Instruction:
Arrange the lines below as a two-column CSV with the columns text and answer, one row per text paired with its answer. Put each value in a single quoted field and replace line breaks with spaces.

Records excerpted from a collection
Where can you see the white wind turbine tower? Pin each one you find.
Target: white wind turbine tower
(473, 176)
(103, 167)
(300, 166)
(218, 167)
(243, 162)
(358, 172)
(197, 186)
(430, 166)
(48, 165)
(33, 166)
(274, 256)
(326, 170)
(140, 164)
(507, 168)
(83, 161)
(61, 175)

Task result:
text,answer
"Where can you see the white wind turbine tower? Pin each one you find. Target: white wind turbine tower","(473, 176) (103, 167) (300, 166) (218, 167) (243, 162) (358, 172) (197, 186) (430, 166) (48, 165) (33, 166) (274, 256) (326, 170) (140, 164) (507, 168) (83, 161) (61, 175)"